(Photo-based point labeling data)
'''

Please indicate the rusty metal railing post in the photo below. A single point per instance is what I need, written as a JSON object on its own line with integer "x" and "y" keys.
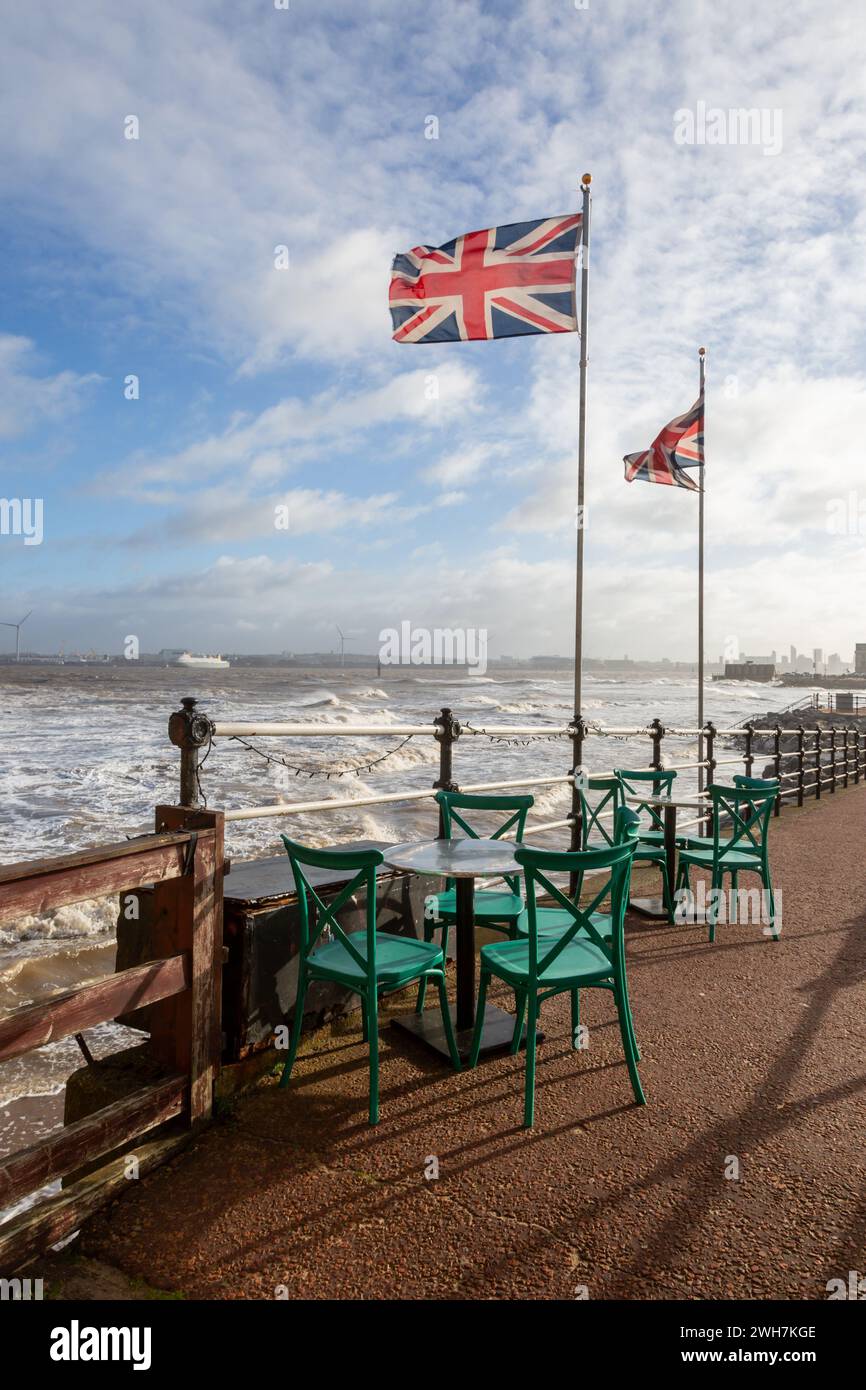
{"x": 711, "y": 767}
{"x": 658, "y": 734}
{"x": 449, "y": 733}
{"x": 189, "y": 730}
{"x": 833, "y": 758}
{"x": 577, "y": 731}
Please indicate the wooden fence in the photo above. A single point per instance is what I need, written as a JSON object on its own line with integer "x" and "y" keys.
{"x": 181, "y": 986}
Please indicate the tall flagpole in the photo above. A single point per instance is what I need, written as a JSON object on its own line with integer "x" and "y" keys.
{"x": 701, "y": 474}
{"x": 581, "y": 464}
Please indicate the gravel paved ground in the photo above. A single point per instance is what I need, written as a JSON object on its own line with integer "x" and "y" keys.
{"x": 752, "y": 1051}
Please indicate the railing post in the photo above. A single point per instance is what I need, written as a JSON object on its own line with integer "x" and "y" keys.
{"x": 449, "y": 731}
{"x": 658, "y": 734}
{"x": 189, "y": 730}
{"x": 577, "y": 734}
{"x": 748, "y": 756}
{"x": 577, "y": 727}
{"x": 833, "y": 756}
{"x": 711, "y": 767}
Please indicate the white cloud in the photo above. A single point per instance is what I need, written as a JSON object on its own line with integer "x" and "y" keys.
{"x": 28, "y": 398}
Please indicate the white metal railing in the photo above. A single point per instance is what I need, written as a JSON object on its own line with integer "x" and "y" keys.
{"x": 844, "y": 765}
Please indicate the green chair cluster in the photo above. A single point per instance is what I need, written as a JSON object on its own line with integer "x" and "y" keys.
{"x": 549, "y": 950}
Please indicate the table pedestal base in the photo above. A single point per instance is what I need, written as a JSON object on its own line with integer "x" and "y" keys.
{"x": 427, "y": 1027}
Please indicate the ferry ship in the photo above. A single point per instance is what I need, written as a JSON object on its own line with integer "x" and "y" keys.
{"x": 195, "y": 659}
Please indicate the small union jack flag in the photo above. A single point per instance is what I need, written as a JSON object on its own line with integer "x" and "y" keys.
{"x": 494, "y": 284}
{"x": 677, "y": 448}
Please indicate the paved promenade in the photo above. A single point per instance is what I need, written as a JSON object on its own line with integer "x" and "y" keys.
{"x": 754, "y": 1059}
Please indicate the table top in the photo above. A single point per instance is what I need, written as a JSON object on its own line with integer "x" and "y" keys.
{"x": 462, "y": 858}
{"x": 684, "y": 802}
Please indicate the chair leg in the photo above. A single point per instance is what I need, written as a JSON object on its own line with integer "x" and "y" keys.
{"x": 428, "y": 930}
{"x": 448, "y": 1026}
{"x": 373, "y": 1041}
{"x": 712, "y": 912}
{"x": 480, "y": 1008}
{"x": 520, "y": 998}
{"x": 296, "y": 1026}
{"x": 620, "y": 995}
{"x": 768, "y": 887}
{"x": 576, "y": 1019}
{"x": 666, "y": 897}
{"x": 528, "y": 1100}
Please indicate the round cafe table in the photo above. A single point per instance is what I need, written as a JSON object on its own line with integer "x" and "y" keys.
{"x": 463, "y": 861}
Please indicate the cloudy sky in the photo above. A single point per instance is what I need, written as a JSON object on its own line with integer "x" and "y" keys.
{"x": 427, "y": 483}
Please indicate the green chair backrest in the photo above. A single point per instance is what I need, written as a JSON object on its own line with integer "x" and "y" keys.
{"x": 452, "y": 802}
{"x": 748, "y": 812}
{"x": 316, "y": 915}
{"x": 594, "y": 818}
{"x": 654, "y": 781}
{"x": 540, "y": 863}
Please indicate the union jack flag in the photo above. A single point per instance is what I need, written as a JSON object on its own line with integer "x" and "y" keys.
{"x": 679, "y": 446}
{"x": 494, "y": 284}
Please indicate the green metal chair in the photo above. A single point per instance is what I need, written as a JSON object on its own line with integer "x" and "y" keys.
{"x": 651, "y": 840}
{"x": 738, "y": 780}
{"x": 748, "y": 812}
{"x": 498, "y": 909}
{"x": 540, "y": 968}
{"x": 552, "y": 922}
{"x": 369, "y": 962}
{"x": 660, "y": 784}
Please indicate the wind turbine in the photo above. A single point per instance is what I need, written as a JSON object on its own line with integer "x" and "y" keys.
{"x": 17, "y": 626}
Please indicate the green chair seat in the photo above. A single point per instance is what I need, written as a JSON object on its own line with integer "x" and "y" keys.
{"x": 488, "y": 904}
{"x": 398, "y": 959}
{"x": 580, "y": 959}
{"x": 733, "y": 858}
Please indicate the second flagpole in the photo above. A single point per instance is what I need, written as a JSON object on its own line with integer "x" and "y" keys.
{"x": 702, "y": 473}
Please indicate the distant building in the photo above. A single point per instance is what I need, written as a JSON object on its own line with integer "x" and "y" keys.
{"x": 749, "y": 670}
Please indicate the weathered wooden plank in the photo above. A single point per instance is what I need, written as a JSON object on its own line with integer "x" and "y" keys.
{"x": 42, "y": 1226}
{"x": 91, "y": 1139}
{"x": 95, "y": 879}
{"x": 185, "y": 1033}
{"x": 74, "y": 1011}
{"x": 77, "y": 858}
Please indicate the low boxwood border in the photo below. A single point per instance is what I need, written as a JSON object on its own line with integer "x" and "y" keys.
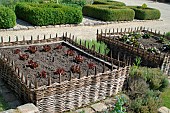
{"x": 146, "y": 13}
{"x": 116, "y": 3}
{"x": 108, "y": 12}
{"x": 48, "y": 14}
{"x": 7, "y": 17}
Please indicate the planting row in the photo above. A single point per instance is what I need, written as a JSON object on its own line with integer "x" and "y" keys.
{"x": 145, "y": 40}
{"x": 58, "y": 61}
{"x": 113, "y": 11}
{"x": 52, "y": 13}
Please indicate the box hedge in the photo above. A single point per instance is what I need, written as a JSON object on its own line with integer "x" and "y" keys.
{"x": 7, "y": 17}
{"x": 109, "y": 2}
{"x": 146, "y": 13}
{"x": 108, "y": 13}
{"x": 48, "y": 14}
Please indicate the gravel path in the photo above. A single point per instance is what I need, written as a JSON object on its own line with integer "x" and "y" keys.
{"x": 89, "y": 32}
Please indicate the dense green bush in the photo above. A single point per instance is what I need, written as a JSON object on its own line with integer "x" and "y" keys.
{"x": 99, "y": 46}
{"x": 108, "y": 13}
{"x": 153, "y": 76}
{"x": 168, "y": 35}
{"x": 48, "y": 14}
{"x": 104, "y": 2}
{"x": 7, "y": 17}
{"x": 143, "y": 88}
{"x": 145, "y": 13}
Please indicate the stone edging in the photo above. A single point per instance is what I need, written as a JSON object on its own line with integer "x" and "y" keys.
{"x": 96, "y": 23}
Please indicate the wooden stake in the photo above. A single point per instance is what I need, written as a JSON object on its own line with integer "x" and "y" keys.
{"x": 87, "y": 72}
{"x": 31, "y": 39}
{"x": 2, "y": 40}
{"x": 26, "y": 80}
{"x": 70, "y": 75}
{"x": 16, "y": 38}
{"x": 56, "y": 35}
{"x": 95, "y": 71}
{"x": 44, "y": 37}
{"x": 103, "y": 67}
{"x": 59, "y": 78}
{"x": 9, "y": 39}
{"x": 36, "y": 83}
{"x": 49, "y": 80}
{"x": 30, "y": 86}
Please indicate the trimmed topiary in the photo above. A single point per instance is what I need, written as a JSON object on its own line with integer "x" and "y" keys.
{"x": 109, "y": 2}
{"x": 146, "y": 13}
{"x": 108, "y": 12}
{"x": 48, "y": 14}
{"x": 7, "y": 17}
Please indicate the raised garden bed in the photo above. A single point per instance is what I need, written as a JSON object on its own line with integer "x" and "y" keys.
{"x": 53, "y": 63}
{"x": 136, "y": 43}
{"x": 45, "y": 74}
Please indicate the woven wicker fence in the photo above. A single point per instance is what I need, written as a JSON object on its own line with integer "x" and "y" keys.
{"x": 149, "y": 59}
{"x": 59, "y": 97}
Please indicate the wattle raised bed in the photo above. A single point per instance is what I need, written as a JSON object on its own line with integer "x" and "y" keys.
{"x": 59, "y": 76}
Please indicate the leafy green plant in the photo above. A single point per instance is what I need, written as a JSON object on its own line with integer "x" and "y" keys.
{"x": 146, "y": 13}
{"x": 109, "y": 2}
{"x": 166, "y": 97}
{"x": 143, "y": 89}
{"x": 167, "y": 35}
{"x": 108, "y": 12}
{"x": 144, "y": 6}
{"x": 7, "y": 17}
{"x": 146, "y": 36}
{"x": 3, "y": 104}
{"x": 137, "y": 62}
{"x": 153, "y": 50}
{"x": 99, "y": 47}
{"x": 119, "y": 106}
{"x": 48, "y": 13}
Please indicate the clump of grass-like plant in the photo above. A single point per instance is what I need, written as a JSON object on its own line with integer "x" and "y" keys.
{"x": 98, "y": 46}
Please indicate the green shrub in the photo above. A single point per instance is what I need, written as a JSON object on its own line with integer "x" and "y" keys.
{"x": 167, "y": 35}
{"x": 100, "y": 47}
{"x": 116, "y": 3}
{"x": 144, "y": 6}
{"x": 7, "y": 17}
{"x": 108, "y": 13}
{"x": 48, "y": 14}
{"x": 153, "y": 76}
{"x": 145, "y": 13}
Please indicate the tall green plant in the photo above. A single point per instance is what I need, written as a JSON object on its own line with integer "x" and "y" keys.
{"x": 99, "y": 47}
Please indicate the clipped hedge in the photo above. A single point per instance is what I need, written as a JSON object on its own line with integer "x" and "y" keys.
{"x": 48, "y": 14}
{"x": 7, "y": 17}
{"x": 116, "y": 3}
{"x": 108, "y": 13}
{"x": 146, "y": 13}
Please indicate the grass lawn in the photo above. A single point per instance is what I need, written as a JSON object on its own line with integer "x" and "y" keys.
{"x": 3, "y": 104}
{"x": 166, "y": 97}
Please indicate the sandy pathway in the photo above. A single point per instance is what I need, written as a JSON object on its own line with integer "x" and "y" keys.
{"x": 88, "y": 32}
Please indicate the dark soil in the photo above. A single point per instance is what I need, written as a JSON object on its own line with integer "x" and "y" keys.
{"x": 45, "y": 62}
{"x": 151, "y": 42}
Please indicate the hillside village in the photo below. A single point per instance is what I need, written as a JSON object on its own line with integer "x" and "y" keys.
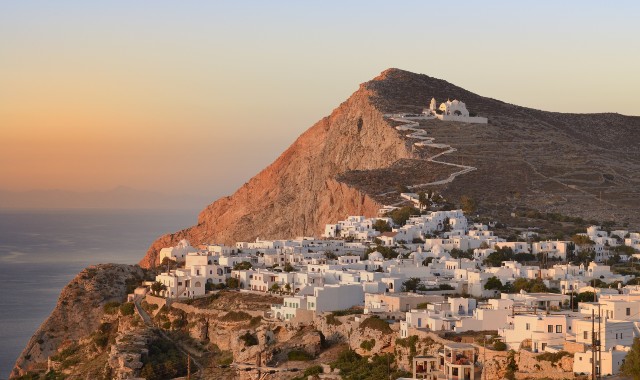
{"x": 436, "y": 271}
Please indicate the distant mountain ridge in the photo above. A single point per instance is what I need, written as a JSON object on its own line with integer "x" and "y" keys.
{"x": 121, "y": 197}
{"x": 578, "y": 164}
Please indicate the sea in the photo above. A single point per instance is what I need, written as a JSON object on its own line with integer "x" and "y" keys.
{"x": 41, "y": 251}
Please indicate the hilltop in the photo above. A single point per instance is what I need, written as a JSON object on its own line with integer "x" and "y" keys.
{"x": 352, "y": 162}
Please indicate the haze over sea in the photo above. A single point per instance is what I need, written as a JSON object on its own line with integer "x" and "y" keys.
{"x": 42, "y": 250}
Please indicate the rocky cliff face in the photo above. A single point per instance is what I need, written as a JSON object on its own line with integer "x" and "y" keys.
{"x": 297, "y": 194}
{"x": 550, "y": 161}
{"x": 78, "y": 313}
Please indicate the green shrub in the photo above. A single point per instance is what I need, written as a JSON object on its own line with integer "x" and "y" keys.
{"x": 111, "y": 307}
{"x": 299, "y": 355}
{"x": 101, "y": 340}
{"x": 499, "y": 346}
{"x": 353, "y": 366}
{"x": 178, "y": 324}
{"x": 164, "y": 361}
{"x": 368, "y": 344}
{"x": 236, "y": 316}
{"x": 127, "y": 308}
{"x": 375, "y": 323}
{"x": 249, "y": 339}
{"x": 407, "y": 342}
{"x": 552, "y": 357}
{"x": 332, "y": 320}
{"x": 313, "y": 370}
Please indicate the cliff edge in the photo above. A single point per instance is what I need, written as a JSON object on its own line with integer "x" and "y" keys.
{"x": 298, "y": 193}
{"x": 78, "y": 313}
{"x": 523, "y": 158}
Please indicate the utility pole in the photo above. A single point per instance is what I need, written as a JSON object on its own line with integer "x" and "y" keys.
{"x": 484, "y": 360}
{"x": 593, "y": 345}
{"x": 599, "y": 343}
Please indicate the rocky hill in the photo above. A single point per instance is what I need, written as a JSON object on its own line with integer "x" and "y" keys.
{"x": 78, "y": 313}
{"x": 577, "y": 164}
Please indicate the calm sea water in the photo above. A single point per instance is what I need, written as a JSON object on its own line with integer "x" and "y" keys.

'''

* _Exercise objective_
Print exactly the lines above, starting at the line that contains "Please indicate the cliff" and ending with the last line of the records, both included.

* _Right answer_
Please indicate the cliff edge in the photo above. A single point per instance is what I need, written as a JSON object on its own line with integer "x" and "y" keys.
{"x": 298, "y": 193}
{"x": 78, "y": 313}
{"x": 523, "y": 158}
Please indicate the utility pole in the photo above. A single point per instance is what I need, written as a JSON object on its own line with integer "x" and "y" keys.
{"x": 484, "y": 360}
{"x": 593, "y": 345}
{"x": 599, "y": 343}
Please indicate the rocky hill in the photo above. A single point per instance is what I need, written as a JSON object on its own line with integer "x" and "y" keys.
{"x": 78, "y": 313}
{"x": 577, "y": 164}
Please indicate the calm sea water in the photo above. A single point per instance is what I need, written as a JSON object on its own line with integer "x" and "y" keys.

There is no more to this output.